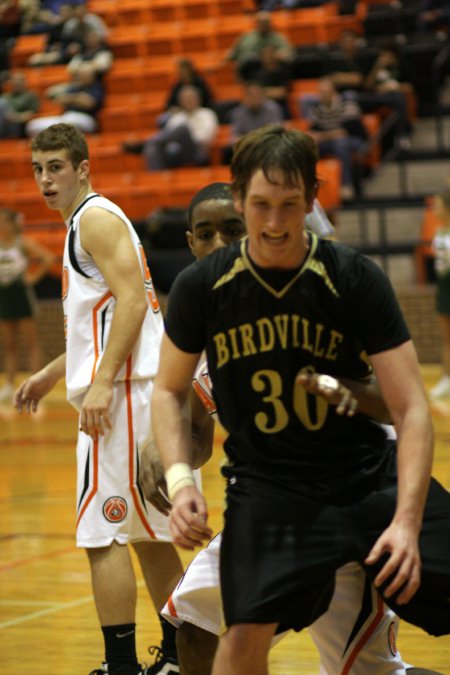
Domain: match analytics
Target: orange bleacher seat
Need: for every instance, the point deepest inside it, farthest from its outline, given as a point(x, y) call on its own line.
point(424, 251)
point(15, 166)
point(197, 36)
point(372, 123)
point(129, 41)
point(198, 9)
point(229, 29)
point(335, 25)
point(329, 173)
point(25, 46)
point(52, 238)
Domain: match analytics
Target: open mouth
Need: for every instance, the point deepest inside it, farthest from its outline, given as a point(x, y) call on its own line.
point(275, 238)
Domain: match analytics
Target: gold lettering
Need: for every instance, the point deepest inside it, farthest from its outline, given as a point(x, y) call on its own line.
point(306, 343)
point(248, 346)
point(295, 321)
point(234, 345)
point(335, 339)
point(281, 323)
point(318, 351)
point(266, 335)
point(222, 351)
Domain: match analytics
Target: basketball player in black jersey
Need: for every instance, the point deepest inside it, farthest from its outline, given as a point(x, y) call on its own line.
point(307, 490)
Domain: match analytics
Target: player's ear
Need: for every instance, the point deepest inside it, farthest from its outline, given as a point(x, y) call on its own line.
point(238, 202)
point(84, 169)
point(190, 240)
point(310, 204)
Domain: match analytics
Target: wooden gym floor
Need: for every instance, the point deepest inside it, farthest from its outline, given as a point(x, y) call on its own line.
point(48, 624)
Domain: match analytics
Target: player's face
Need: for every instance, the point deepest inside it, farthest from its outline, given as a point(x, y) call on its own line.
point(274, 215)
point(61, 185)
point(215, 224)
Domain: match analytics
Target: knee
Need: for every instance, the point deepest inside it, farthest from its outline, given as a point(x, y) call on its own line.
point(196, 649)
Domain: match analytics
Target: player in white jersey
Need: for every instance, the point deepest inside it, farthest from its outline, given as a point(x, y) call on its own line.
point(357, 635)
point(113, 328)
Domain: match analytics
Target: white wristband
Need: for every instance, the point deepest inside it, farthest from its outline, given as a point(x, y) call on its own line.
point(177, 476)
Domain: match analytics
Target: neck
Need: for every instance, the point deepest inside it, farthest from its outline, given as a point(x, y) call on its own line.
point(83, 191)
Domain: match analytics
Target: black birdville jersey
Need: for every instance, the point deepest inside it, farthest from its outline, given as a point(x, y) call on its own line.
point(260, 329)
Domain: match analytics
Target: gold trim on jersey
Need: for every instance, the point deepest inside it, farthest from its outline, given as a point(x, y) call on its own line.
point(238, 266)
point(263, 282)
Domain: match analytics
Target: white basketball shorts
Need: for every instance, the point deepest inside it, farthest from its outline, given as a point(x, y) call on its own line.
point(356, 636)
point(110, 505)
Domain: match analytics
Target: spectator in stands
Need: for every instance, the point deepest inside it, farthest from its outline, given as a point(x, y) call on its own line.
point(83, 20)
point(81, 101)
point(48, 16)
point(29, 13)
point(10, 18)
point(62, 44)
point(275, 76)
point(256, 110)
point(17, 301)
point(336, 125)
point(434, 16)
point(17, 107)
point(246, 50)
point(186, 137)
point(441, 248)
point(68, 37)
point(188, 74)
point(384, 85)
point(95, 52)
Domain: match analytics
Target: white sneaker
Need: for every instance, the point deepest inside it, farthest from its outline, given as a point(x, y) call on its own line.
point(6, 393)
point(441, 389)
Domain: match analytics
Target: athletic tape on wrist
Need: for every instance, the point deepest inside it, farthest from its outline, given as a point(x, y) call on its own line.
point(177, 476)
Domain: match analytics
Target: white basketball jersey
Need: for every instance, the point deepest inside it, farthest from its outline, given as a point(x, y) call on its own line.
point(89, 307)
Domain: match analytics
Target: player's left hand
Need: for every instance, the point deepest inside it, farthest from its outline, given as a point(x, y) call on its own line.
point(151, 478)
point(94, 414)
point(188, 519)
point(330, 389)
point(403, 566)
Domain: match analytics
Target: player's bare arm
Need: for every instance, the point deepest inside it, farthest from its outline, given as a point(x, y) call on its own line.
point(151, 471)
point(172, 430)
point(42, 258)
point(30, 392)
point(397, 371)
point(105, 237)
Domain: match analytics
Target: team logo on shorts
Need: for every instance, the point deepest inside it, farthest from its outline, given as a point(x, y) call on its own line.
point(392, 639)
point(115, 509)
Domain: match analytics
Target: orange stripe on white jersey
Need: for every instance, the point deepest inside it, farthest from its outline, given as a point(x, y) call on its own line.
point(366, 636)
point(94, 487)
point(171, 607)
point(95, 330)
point(131, 455)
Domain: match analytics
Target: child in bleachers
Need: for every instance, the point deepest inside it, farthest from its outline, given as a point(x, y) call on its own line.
point(441, 249)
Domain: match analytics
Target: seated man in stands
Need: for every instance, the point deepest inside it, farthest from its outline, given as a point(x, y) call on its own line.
point(337, 127)
point(256, 110)
point(246, 50)
point(17, 107)
point(186, 137)
point(275, 76)
point(81, 100)
point(384, 85)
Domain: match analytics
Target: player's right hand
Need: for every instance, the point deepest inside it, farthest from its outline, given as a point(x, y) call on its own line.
point(27, 396)
point(188, 519)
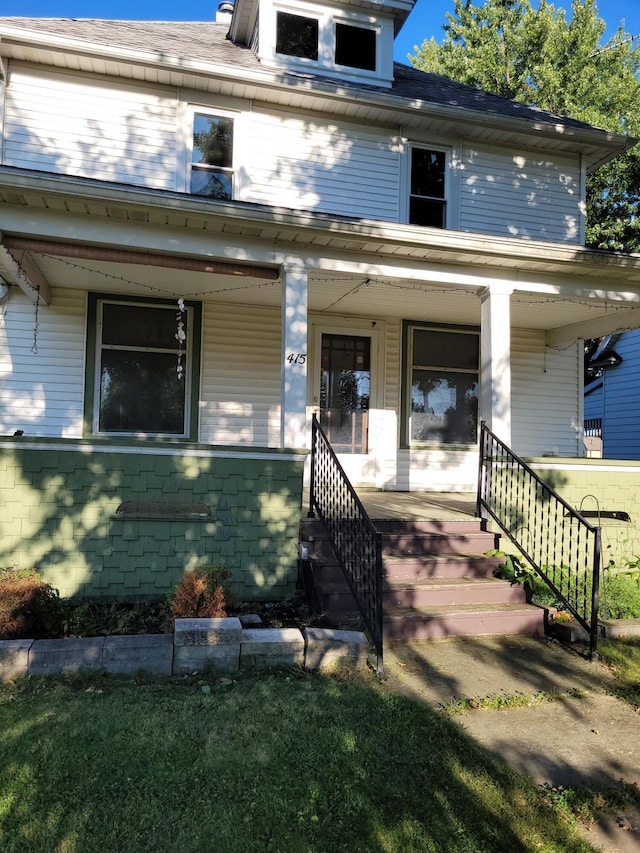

Task statement: Repeat the material verbatim but without any of its pictures.

Exercise output:
Domain: match analytics
Target: orange bleacher seat
Need: for every instance, the point deepest inside it, farthest from its outline, given as a point(x, y) call on its own line.
point(424, 251)
point(15, 166)
point(197, 36)
point(372, 123)
point(129, 41)
point(198, 9)
point(229, 29)
point(335, 25)
point(329, 173)
point(25, 46)
point(52, 238)
Domain: match analytics
Target: open mouth
Need: for every instance, the point deepest inside it, farthest from its outline, given as a point(x, y) call on its own line.
point(275, 238)
Domain: match analytics
Target: gold lettering
Need: for every instance, the point deepest inside it, farthest from its outline, given as a point(x, y) call on its own line.
point(306, 343)
point(248, 346)
point(295, 321)
point(234, 345)
point(335, 339)
point(281, 323)
point(318, 351)
point(266, 335)
point(222, 351)
Domain: match analytics
Target: basketball player in black jersey
Need: for every instance, the point deepest inside it, farthest from its outline, given as a point(x, y) call on its own line.
point(307, 490)
Domain: match analytics
Target: player's ear
Need: for every instance, the point deepest inside it, farthest from its outline, given as a point(x, y) call on its own line.
point(238, 202)
point(84, 169)
point(190, 240)
point(310, 204)
Domain: match analytics
Target: wooden gym floor
Need: for every instance, the point deepest inside it, farthest from its outline, given as a point(x, y) call on its own line.
point(48, 624)
Domain: match analytics
Target: player's face
Need: for every instance, the point deepest inside it, farthest from its outline, given as a point(x, y) call on its own line.
point(274, 215)
point(61, 185)
point(215, 224)
Domain: match analytics
Target: knee
Need: for every instance, the point deepest inside it, farthest from its outline, given as a point(x, y) call on its own line.
point(196, 649)
Domain: match analytics
Target: player in white jersey
Need: for every instance, the point deepest inside it, farthest from its outline, given as a point(x, y) call on its own line.
point(357, 635)
point(113, 328)
Domain: match analytics
Target: white wristband
Need: for every instance, the point deepest inside it, farthest from its outline, given as a point(x, y) call on its own line.
point(177, 476)
Domain: match analytics
Target: neck
Need: for every instance, the point deepest inside it, farthest from its outline, given as a point(x, y) call on its own line.
point(83, 191)
Domain: match analytics
Target: black birdville jersey
Need: for every instance, the point deepest inside it, farthest from its outline, given as a point(x, y) call on its own line.
point(260, 329)
Domain: match analytics
Target: gold trim on jersey
Need: for every instance, the point deepest inside it, farthest from its outline, given as a point(x, y) call on its own line.
point(238, 266)
point(263, 282)
Domain: match analytics
Target: white basketball shorts
Need: for every instance, the point deepest inside it, farthest from its outline, given as a point(x, y) call on its own line.
point(356, 636)
point(110, 505)
Domain: match analytics
Target: spectator in stands
Need: for every instance, the point deepest inside it, farthest from its outline, given as a point(x, y) call on its own line.
point(83, 20)
point(81, 101)
point(48, 16)
point(29, 13)
point(10, 18)
point(62, 44)
point(275, 76)
point(256, 110)
point(17, 301)
point(336, 125)
point(434, 16)
point(17, 107)
point(246, 50)
point(186, 137)
point(441, 248)
point(68, 37)
point(188, 74)
point(384, 85)
point(95, 52)
Domain: match analytics
Target: white sneaker
Need: for every instance, the point deepest inside it, farthest from its outline, given as a point(x, y) call on its own line.
point(6, 393)
point(441, 389)
Domain: match analytics
Target: athletic tape on wrist
Need: for every instance, the point deepest inside it, farthest from its outline, given as a point(x, y) call on its own line.
point(177, 476)
Domain: match analytics
Target: white basketball jersey
Need: for every instance, the point deepest inside it, farthest from its outline, given as a point(x, y) call on its own line.
point(89, 307)
Domain: match analytics
Target: player's left hand
Need: for every instance, the point deepest inside it, farthest from its outline, given as a point(x, y) call on its own line.
point(151, 478)
point(94, 414)
point(188, 519)
point(330, 389)
point(403, 566)
Domain: match analytics
Target: player's bare arm
Need: for every instance, the point deepest inside it, farthest from its outline, given as a point(x, y) call on its own line.
point(151, 471)
point(172, 430)
point(42, 258)
point(30, 392)
point(397, 371)
point(105, 237)
Domain: match analytics
Target: team logo on shorts
Need: for every instance, the point deepest inside it, farthest from its outline, given as a point(x, y) call on its own line.
point(392, 639)
point(115, 509)
Domain: match analytics
Target: orange stripe on white jersey
Need: for every instance, the point deepest inside it, farthest from its outline, given as a point(x, y) call on its own line.
point(366, 636)
point(94, 487)
point(171, 607)
point(95, 330)
point(131, 455)
Domain: match analytics
Target: child in bleachers
Need: for every instance, the point deepest inside it, farthest from its outline, given as a point(x, y) call on its own line.
point(441, 249)
Domain: match analytics
Target: seated man in stands
Need: for every instance, the point deepest inside it, farthest from its outline, given as a point(x, y) call on its own line.
point(337, 127)
point(256, 110)
point(246, 50)
point(17, 107)
point(186, 137)
point(275, 76)
point(81, 100)
point(384, 85)
Domain: match analytics
Target: player's right hand
Need: for every instance, the point deepest inside it, farthest from its outline, given as a point(x, y) call on its own line.
point(27, 396)
point(188, 519)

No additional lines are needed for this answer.